>> begin Input rows

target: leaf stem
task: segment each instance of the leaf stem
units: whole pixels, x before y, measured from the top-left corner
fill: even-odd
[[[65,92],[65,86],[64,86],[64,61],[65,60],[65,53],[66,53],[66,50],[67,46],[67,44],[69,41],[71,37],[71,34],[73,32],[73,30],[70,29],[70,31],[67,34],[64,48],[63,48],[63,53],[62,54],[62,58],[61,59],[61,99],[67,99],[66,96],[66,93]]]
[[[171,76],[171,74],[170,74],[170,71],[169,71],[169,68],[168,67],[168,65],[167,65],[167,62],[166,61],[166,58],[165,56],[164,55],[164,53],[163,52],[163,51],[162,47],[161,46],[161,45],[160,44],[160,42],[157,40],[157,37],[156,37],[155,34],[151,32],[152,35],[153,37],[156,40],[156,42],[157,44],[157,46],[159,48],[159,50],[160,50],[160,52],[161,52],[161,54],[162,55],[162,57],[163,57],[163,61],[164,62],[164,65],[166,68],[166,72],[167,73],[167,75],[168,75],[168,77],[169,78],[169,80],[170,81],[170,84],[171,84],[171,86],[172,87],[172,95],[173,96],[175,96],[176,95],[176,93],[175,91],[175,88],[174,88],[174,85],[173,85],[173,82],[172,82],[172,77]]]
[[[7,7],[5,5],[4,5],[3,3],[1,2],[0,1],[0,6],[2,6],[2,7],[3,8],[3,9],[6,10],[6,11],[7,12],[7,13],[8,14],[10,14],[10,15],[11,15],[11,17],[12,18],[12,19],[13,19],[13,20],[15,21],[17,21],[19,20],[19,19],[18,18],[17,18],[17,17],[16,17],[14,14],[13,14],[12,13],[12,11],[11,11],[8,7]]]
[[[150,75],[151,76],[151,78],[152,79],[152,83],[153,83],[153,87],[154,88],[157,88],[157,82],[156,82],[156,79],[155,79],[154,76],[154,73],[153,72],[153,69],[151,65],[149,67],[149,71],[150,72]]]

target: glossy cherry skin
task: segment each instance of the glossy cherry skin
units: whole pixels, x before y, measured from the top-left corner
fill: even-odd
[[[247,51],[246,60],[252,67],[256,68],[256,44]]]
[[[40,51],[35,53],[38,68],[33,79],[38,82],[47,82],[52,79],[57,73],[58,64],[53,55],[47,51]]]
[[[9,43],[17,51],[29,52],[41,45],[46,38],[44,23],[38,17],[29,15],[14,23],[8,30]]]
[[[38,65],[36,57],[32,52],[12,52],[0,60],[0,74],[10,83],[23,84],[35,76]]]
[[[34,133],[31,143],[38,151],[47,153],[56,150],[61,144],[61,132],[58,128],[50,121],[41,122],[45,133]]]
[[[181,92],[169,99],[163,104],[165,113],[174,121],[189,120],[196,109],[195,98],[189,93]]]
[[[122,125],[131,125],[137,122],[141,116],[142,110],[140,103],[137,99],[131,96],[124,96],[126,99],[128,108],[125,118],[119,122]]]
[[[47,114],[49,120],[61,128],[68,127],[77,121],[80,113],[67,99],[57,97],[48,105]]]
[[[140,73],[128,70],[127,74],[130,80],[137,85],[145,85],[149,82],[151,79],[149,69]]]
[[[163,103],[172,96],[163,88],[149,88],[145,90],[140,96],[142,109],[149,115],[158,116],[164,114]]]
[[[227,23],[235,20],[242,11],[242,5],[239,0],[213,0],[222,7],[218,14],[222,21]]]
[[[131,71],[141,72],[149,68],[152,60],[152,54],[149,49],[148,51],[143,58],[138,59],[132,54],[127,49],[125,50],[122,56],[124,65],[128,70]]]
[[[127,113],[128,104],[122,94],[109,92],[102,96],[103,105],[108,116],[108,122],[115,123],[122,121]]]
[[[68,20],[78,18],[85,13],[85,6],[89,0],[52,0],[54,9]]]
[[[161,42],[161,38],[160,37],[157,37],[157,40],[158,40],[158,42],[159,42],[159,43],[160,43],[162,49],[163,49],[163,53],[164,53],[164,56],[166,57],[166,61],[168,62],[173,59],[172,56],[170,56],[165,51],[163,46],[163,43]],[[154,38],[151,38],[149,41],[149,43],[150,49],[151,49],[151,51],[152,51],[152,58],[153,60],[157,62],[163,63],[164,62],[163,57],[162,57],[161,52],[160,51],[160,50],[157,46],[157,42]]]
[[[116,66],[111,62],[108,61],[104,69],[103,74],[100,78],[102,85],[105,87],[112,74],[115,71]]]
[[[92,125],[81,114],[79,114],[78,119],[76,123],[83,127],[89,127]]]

>> end Input rows

| What is being asked |
Switch "top-left corner" to "upper-left corner" everywhere it occurs in the entries above, and write out all of the entries again with nothing else changed.

| Result of the exercise |
target: leaf stem
task: segment each instance of the leaf stem
units: whole pixels, x before y, measured from the upper-left corner
fill: even-odd
[[[65,92],[65,86],[64,86],[64,61],[65,60],[65,53],[66,53],[66,50],[67,46],[67,44],[69,41],[71,37],[71,34],[73,32],[73,30],[70,29],[70,31],[67,34],[64,48],[63,48],[63,53],[62,54],[62,58],[61,59],[61,99],[67,99],[66,96],[66,93]]]
[[[171,76],[171,74],[170,74],[170,71],[169,71],[169,68],[168,67],[168,65],[167,65],[167,62],[166,61],[166,58],[165,56],[164,55],[164,53],[163,52],[163,51],[162,47],[161,46],[161,45],[160,44],[160,42],[157,40],[157,37],[156,37],[155,34],[151,32],[152,35],[153,37],[156,40],[156,42],[157,44],[157,46],[159,48],[159,50],[160,50],[160,52],[161,52],[161,54],[162,55],[162,57],[163,57],[163,61],[164,62],[164,65],[166,68],[166,72],[167,73],[167,75],[168,75],[168,77],[169,78],[169,80],[170,81],[170,84],[171,84],[171,86],[172,87],[172,95],[173,96],[175,96],[176,95],[176,93],[175,91],[175,88],[174,88],[174,85],[173,85],[173,82],[172,82],[172,77]]]
[[[7,7],[5,5],[4,5],[3,3],[1,2],[0,1],[0,6],[2,6],[2,7],[3,8],[3,9],[6,10],[6,11],[7,12],[7,13],[8,14],[10,14],[10,15],[11,15],[11,17],[12,18],[12,19],[13,19],[13,20],[15,21],[17,21],[19,20],[19,19],[18,18],[17,18],[17,17],[16,17],[14,14],[13,14],[12,13],[12,11],[11,11],[8,7]]]
[[[150,75],[151,76],[151,78],[152,79],[152,83],[153,83],[153,87],[154,88],[157,88],[157,82],[156,82],[156,79],[155,79],[154,76],[154,73],[153,72],[153,69],[151,65],[149,67],[149,71],[150,72]]]

target: glossy cherry skin
task: segment each instance of the glossy cherry skin
units: whole pixels, x before y, measured from the upper-left corner
fill: even-odd
[[[247,51],[246,60],[252,67],[256,68],[256,44]]]
[[[40,51],[35,53],[38,68],[33,79],[38,82],[47,82],[52,79],[57,73],[58,64],[53,55],[47,51]]]
[[[9,43],[17,51],[29,52],[41,45],[46,38],[44,23],[38,17],[29,15],[14,23],[8,30]]]
[[[38,65],[36,57],[32,52],[12,52],[0,60],[0,74],[10,83],[23,84],[35,76]]]
[[[34,133],[31,143],[38,151],[47,153],[56,150],[61,144],[61,132],[58,128],[50,121],[41,122],[45,133]]]
[[[181,92],[169,99],[163,104],[165,113],[174,121],[189,120],[196,109],[195,98],[189,93]]]
[[[122,125],[131,125],[137,122],[141,116],[142,110],[140,103],[137,99],[131,96],[124,96],[126,99],[128,108],[125,118],[119,122]]]
[[[47,114],[49,120],[61,128],[68,127],[77,121],[80,113],[67,99],[57,97],[48,105]]]
[[[140,73],[128,70],[127,74],[130,80],[137,85],[145,85],[149,82],[151,79],[149,69]]]
[[[163,103],[172,96],[163,88],[149,88],[145,90],[140,96],[142,109],[149,115],[158,116],[164,114]]]
[[[227,23],[235,20],[242,11],[242,5],[239,0],[213,0],[222,7],[218,14],[222,21]]]
[[[131,71],[141,72],[149,68],[152,60],[152,54],[149,49],[148,51],[143,58],[138,59],[132,54],[127,49],[125,50],[122,56],[124,65],[128,70]]]
[[[127,113],[128,104],[122,94],[109,92],[102,96],[103,105],[108,116],[108,122],[115,123],[122,121]]]
[[[68,20],[78,18],[85,13],[85,6],[89,0],[52,0],[54,9]]]
[[[161,42],[161,38],[160,37],[157,37],[157,40],[158,40],[158,42],[159,42],[159,43],[160,43],[162,49],[163,49],[163,53],[164,53],[164,56],[166,57],[166,61],[168,62],[173,59],[172,56],[170,56],[165,51],[163,46],[163,43]],[[154,38],[151,38],[149,41],[149,43],[150,49],[151,49],[151,51],[152,51],[152,58],[153,60],[157,62],[163,63],[164,62],[163,57],[162,57],[161,52],[160,51],[160,50],[157,46],[157,42]]]
[[[116,66],[111,62],[108,61],[104,69],[103,74],[100,78],[102,85],[105,87],[112,74],[115,71]]]
[[[92,125],[81,114],[79,114],[78,119],[76,123],[83,127],[89,127]]]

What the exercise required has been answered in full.